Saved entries
--- --- ---

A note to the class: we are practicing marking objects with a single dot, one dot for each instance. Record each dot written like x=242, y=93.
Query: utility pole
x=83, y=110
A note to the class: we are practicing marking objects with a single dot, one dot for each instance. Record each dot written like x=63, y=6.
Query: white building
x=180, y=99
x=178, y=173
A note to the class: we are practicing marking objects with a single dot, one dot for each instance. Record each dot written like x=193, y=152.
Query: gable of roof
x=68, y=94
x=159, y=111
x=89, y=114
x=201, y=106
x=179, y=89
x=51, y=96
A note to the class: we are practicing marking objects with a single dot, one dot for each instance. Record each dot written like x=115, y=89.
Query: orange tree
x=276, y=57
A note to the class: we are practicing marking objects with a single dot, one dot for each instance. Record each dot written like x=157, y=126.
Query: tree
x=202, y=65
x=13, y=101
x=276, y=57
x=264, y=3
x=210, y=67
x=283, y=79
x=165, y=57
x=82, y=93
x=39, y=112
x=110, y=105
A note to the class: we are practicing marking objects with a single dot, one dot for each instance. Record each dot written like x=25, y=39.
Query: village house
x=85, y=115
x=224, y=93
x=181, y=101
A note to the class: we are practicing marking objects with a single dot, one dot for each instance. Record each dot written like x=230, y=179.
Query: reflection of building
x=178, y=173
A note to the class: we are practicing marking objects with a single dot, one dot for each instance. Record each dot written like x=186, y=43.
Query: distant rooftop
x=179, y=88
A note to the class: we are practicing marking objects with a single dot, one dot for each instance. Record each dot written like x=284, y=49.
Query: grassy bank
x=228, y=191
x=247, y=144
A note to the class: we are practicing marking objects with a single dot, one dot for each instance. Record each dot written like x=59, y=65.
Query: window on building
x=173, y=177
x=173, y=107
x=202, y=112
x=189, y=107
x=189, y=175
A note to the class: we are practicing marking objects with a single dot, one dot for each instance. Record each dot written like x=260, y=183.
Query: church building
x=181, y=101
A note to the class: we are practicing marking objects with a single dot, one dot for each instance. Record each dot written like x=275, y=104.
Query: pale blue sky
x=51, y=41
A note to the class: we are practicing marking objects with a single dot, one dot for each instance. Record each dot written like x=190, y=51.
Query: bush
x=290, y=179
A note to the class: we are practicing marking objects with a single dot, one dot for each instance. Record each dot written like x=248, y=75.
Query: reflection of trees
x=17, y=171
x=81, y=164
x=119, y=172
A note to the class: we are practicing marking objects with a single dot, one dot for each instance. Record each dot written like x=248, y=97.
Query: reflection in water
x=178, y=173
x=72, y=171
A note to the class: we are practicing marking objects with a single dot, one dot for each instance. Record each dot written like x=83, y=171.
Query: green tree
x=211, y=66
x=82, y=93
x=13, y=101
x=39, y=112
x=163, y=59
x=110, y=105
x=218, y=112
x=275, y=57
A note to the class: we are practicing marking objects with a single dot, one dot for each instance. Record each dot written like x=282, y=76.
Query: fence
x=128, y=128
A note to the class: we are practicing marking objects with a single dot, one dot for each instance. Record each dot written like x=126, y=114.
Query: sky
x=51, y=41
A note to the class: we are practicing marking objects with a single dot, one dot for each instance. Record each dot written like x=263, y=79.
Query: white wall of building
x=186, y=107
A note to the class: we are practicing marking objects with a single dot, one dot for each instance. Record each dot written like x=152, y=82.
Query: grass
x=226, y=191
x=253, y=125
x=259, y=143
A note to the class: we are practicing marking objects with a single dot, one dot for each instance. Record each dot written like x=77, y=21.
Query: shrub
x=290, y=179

--- --- ---

Copy out the full listing exactly.

▸ **FULL OUTPUT**
A note to the class: we are practicing marking objects with a single dot, one dot for each instance. Record each dot written like x=242, y=93.
Query: utility pole
x=83, y=110
A note to the class: we are practicing marking objects with a single dot, one dot for each instance. Record each dot written like x=63, y=6.
Query: white building
x=180, y=99
x=178, y=173
A note to the class: we are practicing marking objects with a single dot, one dot for each instance. Record each dot written like x=193, y=152.
Query: gable of roof
x=68, y=94
x=159, y=111
x=89, y=114
x=201, y=106
x=179, y=89
x=51, y=96
A note to the class: we are practicing marking objects with a single dot, one dot for each instance. Record each dot written like x=115, y=89.
Query: orange tree
x=276, y=57
A note to the class: we are practicing marking objects with a single dot, one dot for each instance. Record each dot written like x=157, y=126.
Query: tree
x=202, y=65
x=13, y=101
x=276, y=57
x=264, y=3
x=210, y=67
x=283, y=79
x=165, y=57
x=82, y=93
x=39, y=112
x=110, y=105
A note to the class: we are practicing marking objects with a single dot, one dot for each instance. Record each dot written like x=25, y=39.
Query: village house
x=85, y=115
x=224, y=93
x=181, y=101
A note to the class: we are practicing marking objects with a single dot, one dot for each instance. Record each dot written like x=230, y=179.
Query: reflection of building
x=178, y=173
A note to the class: we are practicing marking objects with a single dot, one dot for each instance. Record each dot written like x=186, y=43.
Query: distant rooftop
x=179, y=88
A note to the class: we are practicing marking objects with a single dot, one dot for each instance. Record each dot written like x=284, y=49.
Query: grassy bank
x=228, y=191
x=247, y=144
A note to the class: we are practicing marking objects with a single dot, one dot for each instance. Record each dot written like x=59, y=65.
Query: window on building
x=173, y=177
x=173, y=107
x=202, y=112
x=189, y=107
x=189, y=175
A note to the class: we are practicing marking objects with a single dot, one dot for each instance. Record each dot written like x=260, y=183.
Query: church building
x=181, y=101
A note to the class: we are practicing marking objects with a single dot, one dot for each instance. Record each dot written like x=275, y=104.
Query: pale blue sky
x=51, y=41
A note to the class: we are practicing marking objects with a single dot, one dot for each instance. Record each dot written like x=190, y=51.
Query: bush
x=290, y=179
A note to the class: we are practicing marking objects with a single dot, one dot for each instance. Record each dot written like x=248, y=75.
Query: reflection of trees
x=17, y=171
x=81, y=164
x=119, y=172
A note to the class: we are practicing marking objects with a single dot, one dot for each instance. Record each dot written like x=248, y=97.
Query: reflection in water
x=178, y=173
x=72, y=171
A note to the class: we are practicing marking objects with a single dot, one dot for each instance. Record each dot written like x=83, y=171.
Query: green tree
x=211, y=66
x=82, y=93
x=13, y=101
x=39, y=112
x=163, y=59
x=110, y=105
x=218, y=112
x=275, y=57
A note to the class: we are practicing marking objects with a single dot, one dot for each instance. Record each dot written like x=282, y=76.
Query: fence
x=128, y=128
A note to the class: we are practicing marking objects with a single dot, one dot for each instance. Record each dot written like x=126, y=114.
Query: sky
x=51, y=41
A note to the class: we are practicing marking objects with a single dot, one dot for each instance. Record each dot written like x=263, y=79.
Query: white wall of building
x=186, y=107
A note to the class: we are practicing marking objects with a single dot, one dot for each instance. Record each dot written like x=152, y=82.
Query: grass
x=226, y=191
x=253, y=125
x=259, y=143
A note to the class: we are practicing marking objects with a single dot, one dot for each instance. Record each dot written like x=77, y=21.
Query: shrub
x=290, y=179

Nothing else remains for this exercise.